Task goal => Swap "client demo" for "internal review" throughout the records below, keeping everything else the same. Leave the pictures out of your answer.

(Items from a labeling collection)
==============================
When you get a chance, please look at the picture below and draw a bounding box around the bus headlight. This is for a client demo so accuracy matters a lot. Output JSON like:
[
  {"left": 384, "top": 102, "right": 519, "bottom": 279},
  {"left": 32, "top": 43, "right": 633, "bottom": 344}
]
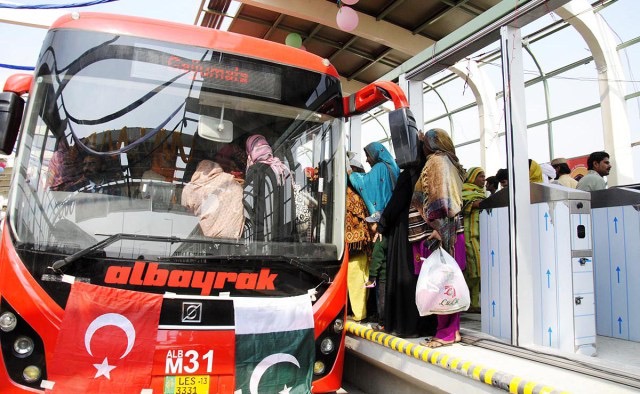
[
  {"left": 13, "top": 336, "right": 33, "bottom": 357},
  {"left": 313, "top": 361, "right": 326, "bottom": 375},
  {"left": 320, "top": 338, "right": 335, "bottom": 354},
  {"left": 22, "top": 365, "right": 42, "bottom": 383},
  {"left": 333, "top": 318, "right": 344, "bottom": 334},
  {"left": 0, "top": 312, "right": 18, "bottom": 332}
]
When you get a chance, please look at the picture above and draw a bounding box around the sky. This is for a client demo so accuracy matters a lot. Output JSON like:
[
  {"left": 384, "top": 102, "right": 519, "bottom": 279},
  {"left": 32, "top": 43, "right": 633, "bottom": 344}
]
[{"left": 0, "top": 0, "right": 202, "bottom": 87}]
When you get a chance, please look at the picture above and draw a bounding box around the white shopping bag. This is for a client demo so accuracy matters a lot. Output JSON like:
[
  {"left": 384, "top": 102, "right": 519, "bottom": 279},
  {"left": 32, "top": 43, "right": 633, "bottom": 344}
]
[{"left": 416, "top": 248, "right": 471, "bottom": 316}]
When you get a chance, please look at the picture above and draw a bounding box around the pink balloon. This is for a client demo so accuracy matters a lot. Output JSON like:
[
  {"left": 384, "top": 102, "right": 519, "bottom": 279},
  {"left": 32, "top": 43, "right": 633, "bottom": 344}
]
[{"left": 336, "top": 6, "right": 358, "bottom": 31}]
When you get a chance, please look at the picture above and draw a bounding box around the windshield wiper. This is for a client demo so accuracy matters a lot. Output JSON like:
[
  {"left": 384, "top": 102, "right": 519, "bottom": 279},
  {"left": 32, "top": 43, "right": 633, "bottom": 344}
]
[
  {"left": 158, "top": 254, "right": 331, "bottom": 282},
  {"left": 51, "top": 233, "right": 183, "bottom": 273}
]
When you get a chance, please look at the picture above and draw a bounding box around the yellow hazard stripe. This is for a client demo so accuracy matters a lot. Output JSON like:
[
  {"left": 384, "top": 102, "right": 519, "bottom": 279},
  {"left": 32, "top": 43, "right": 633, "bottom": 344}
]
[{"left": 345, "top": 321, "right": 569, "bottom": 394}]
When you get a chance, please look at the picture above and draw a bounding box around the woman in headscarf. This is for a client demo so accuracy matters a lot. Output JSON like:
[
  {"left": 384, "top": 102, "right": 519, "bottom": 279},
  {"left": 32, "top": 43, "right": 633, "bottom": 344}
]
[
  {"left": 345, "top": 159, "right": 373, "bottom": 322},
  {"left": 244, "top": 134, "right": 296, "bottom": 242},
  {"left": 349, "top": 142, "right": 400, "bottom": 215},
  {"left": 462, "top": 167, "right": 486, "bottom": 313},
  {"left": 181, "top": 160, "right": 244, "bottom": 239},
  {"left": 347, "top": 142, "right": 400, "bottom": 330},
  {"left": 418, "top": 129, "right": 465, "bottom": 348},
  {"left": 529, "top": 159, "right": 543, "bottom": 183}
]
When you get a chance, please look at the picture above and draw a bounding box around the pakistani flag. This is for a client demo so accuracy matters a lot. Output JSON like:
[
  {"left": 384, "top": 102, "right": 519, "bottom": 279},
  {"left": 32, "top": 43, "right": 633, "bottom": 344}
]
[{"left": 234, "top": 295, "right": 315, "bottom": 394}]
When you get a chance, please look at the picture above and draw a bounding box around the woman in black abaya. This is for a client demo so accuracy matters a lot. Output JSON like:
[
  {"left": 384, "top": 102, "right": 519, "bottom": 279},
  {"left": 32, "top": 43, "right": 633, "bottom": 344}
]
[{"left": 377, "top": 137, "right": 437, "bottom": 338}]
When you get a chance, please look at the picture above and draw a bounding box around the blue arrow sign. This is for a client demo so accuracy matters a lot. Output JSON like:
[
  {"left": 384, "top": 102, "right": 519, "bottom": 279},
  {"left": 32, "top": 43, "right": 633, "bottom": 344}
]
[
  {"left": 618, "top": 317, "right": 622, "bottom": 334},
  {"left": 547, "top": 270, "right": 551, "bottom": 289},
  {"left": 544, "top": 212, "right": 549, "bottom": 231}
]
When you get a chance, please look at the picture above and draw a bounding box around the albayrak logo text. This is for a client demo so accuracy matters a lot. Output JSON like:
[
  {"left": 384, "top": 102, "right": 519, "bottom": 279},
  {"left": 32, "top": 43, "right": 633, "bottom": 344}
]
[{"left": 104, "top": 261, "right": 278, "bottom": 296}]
==============================
Exercise response =>
When you get a chance, please look at the picture below and draw a bounding box around the bus headlight. This is for a internal review so accuracy matters a lot. Output JSON like:
[
  {"left": 384, "top": 102, "right": 519, "bottom": 279},
  {"left": 32, "top": 43, "right": 633, "bottom": 344}
]
[
  {"left": 13, "top": 336, "right": 33, "bottom": 357},
  {"left": 313, "top": 361, "right": 326, "bottom": 375},
  {"left": 320, "top": 338, "right": 335, "bottom": 354},
  {"left": 22, "top": 365, "right": 42, "bottom": 383},
  {"left": 333, "top": 318, "right": 344, "bottom": 334},
  {"left": 0, "top": 312, "right": 18, "bottom": 332}
]
When you get a chance, please look at the picture above and draw a bounding box around the sky. This is for a internal review so accuracy matters a lot. Output JSON like:
[
  {"left": 384, "top": 102, "right": 519, "bottom": 279},
  {"left": 32, "top": 43, "right": 633, "bottom": 344}
]
[{"left": 0, "top": 0, "right": 202, "bottom": 87}]
When you get a chance, please look at the picture above and draw a bounding box around the white shopping bag. This is for a internal review so accuracy matters a lot. Output JSON like:
[
  {"left": 384, "top": 102, "right": 519, "bottom": 279},
  {"left": 32, "top": 43, "right": 633, "bottom": 344}
]
[{"left": 416, "top": 248, "right": 471, "bottom": 316}]
When you get a chance, please look at the picture above and draw a bounding box around the pink balloon. This is for a internal review so accuracy matters a lot. Output JSON like:
[
  {"left": 384, "top": 102, "right": 519, "bottom": 279},
  {"left": 32, "top": 43, "right": 633, "bottom": 344}
]
[{"left": 336, "top": 6, "right": 358, "bottom": 31}]
When you get a chance, please look at the picture above and draw a bounding box around the windshield wiper. This is for a internal review so accuracy matters a lot. Output JSON like:
[
  {"left": 384, "top": 102, "right": 519, "bottom": 279},
  {"left": 32, "top": 43, "right": 633, "bottom": 344}
]
[
  {"left": 158, "top": 254, "right": 331, "bottom": 282},
  {"left": 51, "top": 233, "right": 183, "bottom": 273}
]
When you get a chance, please look at the picture above and draw a bounding box around the yellow hazard stripe. This is for a internal review so accuracy matters a lot. Output JSON like:
[
  {"left": 384, "top": 102, "right": 519, "bottom": 279},
  {"left": 32, "top": 43, "right": 633, "bottom": 344}
]
[{"left": 345, "top": 321, "right": 569, "bottom": 394}]
When you get a chance, please look at the picture above and draw a bounding box around the woman in headscarf. This is for a internal review so accuracy matters a lot. Output JSON like:
[
  {"left": 384, "top": 102, "right": 519, "bottom": 279},
  {"left": 32, "top": 43, "right": 633, "bottom": 344}
]
[
  {"left": 345, "top": 159, "right": 373, "bottom": 322},
  {"left": 244, "top": 134, "right": 296, "bottom": 242},
  {"left": 349, "top": 142, "right": 400, "bottom": 215},
  {"left": 462, "top": 167, "right": 486, "bottom": 313},
  {"left": 181, "top": 160, "right": 244, "bottom": 239},
  {"left": 347, "top": 142, "right": 400, "bottom": 330},
  {"left": 418, "top": 129, "right": 465, "bottom": 348},
  {"left": 529, "top": 159, "right": 543, "bottom": 183}
]
When you get a chance, please look at the picture above and draw a bounding box around the pakistani flag. This is for a internal review so accuracy matters a lot. Output JSON like:
[
  {"left": 384, "top": 102, "right": 519, "bottom": 279},
  {"left": 32, "top": 43, "right": 633, "bottom": 344}
]
[{"left": 234, "top": 295, "right": 315, "bottom": 394}]
When you get a chance, please look at the picture above and draw a bounding box around the woman in black abaya. This is for a internal review so accuracy matters a lot. Output JSON like:
[
  {"left": 384, "top": 102, "right": 519, "bottom": 279},
  {"left": 32, "top": 43, "right": 633, "bottom": 344}
]
[{"left": 377, "top": 137, "right": 437, "bottom": 338}]
When you get a chance, please look at the picture above and draw a bounding box around the blue arrow sign. This is for a internal review so accuracy matters a lot. Output JSON like:
[
  {"left": 384, "top": 102, "right": 519, "bottom": 279},
  {"left": 32, "top": 43, "right": 633, "bottom": 344}
]
[
  {"left": 618, "top": 317, "right": 622, "bottom": 334},
  {"left": 547, "top": 270, "right": 551, "bottom": 289},
  {"left": 544, "top": 212, "right": 549, "bottom": 231}
]
When you get a chance, please look at the picture above and draw a bounding box around the albayrak logo text. This is for a internal review so accuracy matters a lot. Output JSON like:
[
  {"left": 384, "top": 102, "right": 519, "bottom": 279},
  {"left": 32, "top": 43, "right": 633, "bottom": 344}
]
[{"left": 104, "top": 261, "right": 278, "bottom": 296}]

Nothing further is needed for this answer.